(Point-per-instance localization data)

┌──

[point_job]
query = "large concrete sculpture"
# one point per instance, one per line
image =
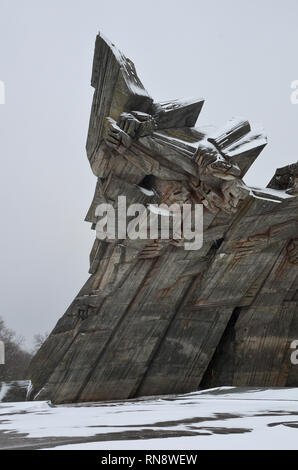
(154, 318)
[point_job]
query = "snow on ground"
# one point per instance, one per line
(222, 418)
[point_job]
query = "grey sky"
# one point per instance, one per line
(240, 56)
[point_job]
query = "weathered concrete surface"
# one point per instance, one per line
(154, 318)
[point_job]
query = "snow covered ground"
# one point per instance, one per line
(222, 418)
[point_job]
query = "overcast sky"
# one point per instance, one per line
(241, 56)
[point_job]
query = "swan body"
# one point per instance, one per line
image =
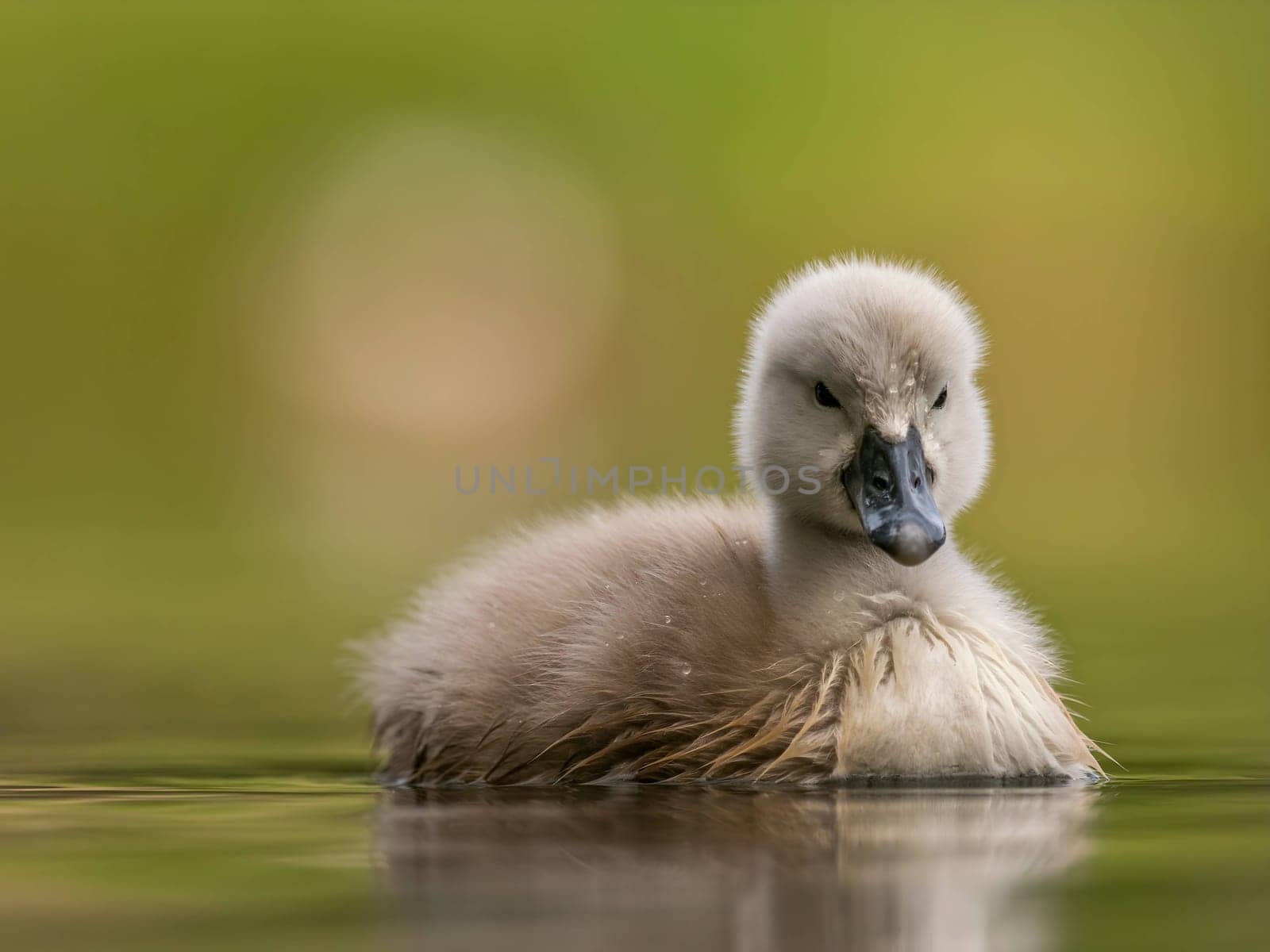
(779, 638)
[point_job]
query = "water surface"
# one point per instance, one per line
(325, 860)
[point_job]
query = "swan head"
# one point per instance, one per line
(859, 410)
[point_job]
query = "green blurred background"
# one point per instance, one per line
(267, 276)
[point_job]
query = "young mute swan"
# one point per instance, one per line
(791, 636)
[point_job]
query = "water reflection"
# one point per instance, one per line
(727, 869)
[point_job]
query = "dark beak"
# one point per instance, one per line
(889, 486)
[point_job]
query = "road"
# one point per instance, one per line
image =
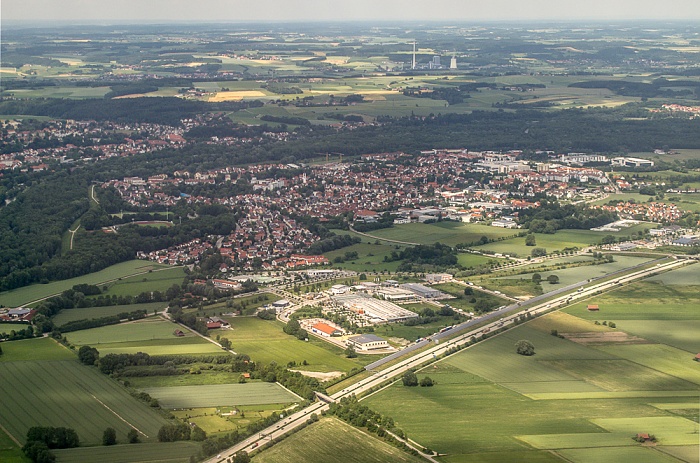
(497, 320)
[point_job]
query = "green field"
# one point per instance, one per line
(219, 395)
(35, 349)
(490, 404)
(265, 342)
(69, 315)
(558, 241)
(163, 452)
(616, 454)
(66, 393)
(370, 257)
(154, 281)
(20, 296)
(9, 451)
(684, 276)
(152, 335)
(451, 233)
(642, 301)
(572, 275)
(331, 440)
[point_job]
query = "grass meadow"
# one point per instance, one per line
(69, 315)
(153, 336)
(264, 341)
(451, 233)
(66, 393)
(20, 296)
(219, 395)
(579, 402)
(331, 440)
(161, 452)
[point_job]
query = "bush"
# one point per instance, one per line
(426, 382)
(109, 437)
(409, 379)
(524, 347)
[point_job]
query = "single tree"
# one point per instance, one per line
(109, 437)
(409, 379)
(539, 252)
(524, 347)
(132, 436)
(88, 355)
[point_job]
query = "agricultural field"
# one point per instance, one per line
(153, 336)
(264, 341)
(370, 257)
(24, 295)
(220, 395)
(570, 275)
(159, 280)
(558, 241)
(451, 233)
(69, 315)
(9, 450)
(331, 440)
(35, 349)
(577, 400)
(161, 452)
(87, 401)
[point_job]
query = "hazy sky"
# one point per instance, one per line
(102, 11)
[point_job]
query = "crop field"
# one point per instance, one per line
(24, 295)
(331, 440)
(451, 233)
(162, 452)
(466, 259)
(370, 257)
(575, 400)
(684, 276)
(66, 393)
(558, 241)
(69, 315)
(155, 281)
(153, 336)
(265, 342)
(9, 451)
(616, 454)
(682, 334)
(35, 349)
(642, 301)
(214, 395)
(572, 275)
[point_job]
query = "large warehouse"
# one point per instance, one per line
(374, 310)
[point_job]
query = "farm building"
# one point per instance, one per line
(367, 342)
(395, 294)
(375, 310)
(220, 321)
(281, 304)
(339, 289)
(325, 330)
(423, 291)
(435, 278)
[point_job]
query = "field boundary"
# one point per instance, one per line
(13, 438)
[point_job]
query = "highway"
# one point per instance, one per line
(498, 320)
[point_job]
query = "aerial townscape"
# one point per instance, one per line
(235, 232)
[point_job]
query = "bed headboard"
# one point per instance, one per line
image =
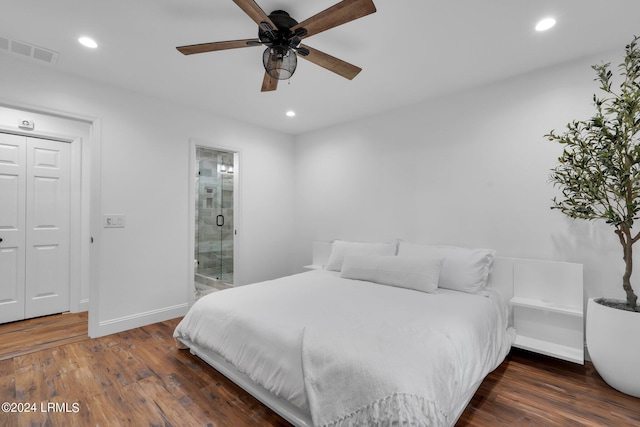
(545, 282)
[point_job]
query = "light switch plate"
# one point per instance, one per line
(114, 221)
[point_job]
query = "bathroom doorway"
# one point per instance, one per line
(214, 223)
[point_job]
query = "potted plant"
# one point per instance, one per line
(599, 177)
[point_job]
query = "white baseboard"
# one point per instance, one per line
(112, 326)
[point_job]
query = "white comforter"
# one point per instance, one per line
(352, 352)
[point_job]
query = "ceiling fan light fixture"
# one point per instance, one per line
(279, 62)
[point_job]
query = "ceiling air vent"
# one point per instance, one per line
(28, 50)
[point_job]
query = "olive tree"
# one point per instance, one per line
(598, 172)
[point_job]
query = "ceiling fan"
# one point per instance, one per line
(282, 35)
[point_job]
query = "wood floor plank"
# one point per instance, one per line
(139, 377)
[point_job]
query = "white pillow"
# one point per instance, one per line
(463, 269)
(420, 274)
(340, 248)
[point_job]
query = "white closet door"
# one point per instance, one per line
(47, 227)
(13, 156)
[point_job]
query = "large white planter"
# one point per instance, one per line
(613, 340)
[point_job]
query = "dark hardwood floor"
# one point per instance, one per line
(139, 378)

└──

### TASK GOAL
An exact reproduction of all the records is required, with no pictures included.

### COMPLETED TASK
[point_job]
query = "large concrete sculpture"
# one point per instance, one per line
image =
(154, 318)
[point_job]
query = "snow on ground"
# one point per instance, one per line
(222, 418)
[point_job]
query = "grey sky"
# one point per instance, one per line
(240, 56)
[point_job]
query = "weathered concrete surface"
# one point per instance, one per line
(154, 318)
[point_job]
query = "snow covered ground"
# one point per instance, one per line
(222, 418)
[point_job]
query = "overcast sky"
# one point per instance, one per line
(241, 56)
[point_job]
query = "swan body"
# one point per instance, one per line
image =
(779, 638)
[point_job]
query = "water surface"
# one point per instance, one per line
(325, 860)
[point_job]
query = "swan head"
# one point per instance, one per line
(859, 410)
[point_job]
query = "green blurred background"
# one point per instance, one per line
(267, 276)
[point_job]
query = "young mute swan"
# one point per instance, one per line
(791, 636)
[point_job]
query = "water reflection"
# one point per instance, one per line
(727, 869)
[point_job]
query = "dark beak"
# one point per instance, one per line
(889, 486)
[point_job]
query = "road"
# one point per instance, one per line
image =
(497, 320)
[point_job]
query = "green field"
# one point per instance, one per line
(219, 395)
(35, 349)
(490, 404)
(265, 342)
(69, 315)
(558, 241)
(163, 452)
(616, 454)
(66, 393)
(370, 257)
(154, 281)
(20, 296)
(9, 451)
(684, 276)
(152, 335)
(451, 233)
(642, 301)
(572, 275)
(331, 440)
[point_job]
query = "grass meadow"
# one point per instance, one per line
(69, 315)
(153, 336)
(264, 341)
(451, 233)
(66, 393)
(20, 296)
(219, 395)
(579, 402)
(331, 440)
(161, 452)
[point_job]
query = "bush"
# one point per instance, one per line
(426, 382)
(109, 437)
(409, 379)
(524, 347)
[point_job]
query = "single tree"
# one point per instance, one per line
(109, 437)
(409, 379)
(539, 252)
(524, 347)
(132, 436)
(88, 355)
[point_job]
query = "agricultural field"
# one point per instance, one per line
(153, 336)
(264, 341)
(370, 257)
(24, 295)
(220, 395)
(570, 275)
(159, 280)
(558, 241)
(451, 233)
(69, 315)
(9, 450)
(331, 440)
(35, 349)
(577, 400)
(161, 452)
(87, 401)
[point_job]
query = "hazy sky"
# one point per instance, one per line
(102, 11)
[point_job]
query = "crop field"
# one point per instance, one per line
(24, 295)
(331, 440)
(451, 233)
(162, 452)
(466, 259)
(370, 257)
(575, 400)
(684, 276)
(66, 393)
(558, 241)
(69, 315)
(155, 281)
(153, 336)
(265, 342)
(9, 451)
(616, 454)
(682, 334)
(35, 349)
(642, 301)
(214, 395)
(572, 275)
[point_job]
query = "large warehouse"
# one point per instance, one per line
(374, 310)
[point_job]
query = "farm building"
# one point per instance, one per line
(367, 342)
(395, 294)
(375, 310)
(220, 321)
(281, 304)
(339, 289)
(325, 330)
(423, 291)
(435, 278)
[point_job]
query = "field boundary"
# one point per instance, one per line
(13, 438)
[point_job]
query = "highway"
# one point per instance, one per line
(498, 320)
[point_job]
query = "aerial townscape"
# one point per instance, one per line
(235, 232)
[point_job]
query = "bed headboard"
# one point per instance, one per line
image =
(545, 282)
[point_job]
query = "light switch plate"
# one point per instance, one per line
(114, 221)
[point_job]
query = "bathroom doorway"
# one point per instance, one per line
(214, 223)
[point_job]
query = "potted plant"
# one point per instance, one per line
(599, 177)
[point_job]
query = "white baseboard"
# one point per instance, one per line
(112, 326)
[point_job]
query = "white comforter"
# one point per instance, one per line
(352, 352)
[point_job]
query = "ceiling fan light fixture"
# one point per instance, one per line
(279, 62)
[point_job]
query = "ceiling air vent"
# one point per instance, one per line
(28, 50)
[point_job]
query = "olive tree"
# one point per instance, one per line
(598, 172)
[point_job]
query = "ceiling fan"
# one point per instance, one per line
(282, 35)
[point_job]
query = "wood floor plank"
# one point per instance, one per line
(139, 377)
[point_job]
query = "white pillow"
# one point per instance, one per line
(463, 269)
(420, 274)
(340, 248)
[point_job]
query = "white closet door"
# one point per instance, one per line
(47, 227)
(13, 156)
[point_job]
query = "large white planter"
# one point per instance, one per line
(613, 340)
[point_job]
query = "dark hardwood floor"
# one point per instance, one per line
(139, 378)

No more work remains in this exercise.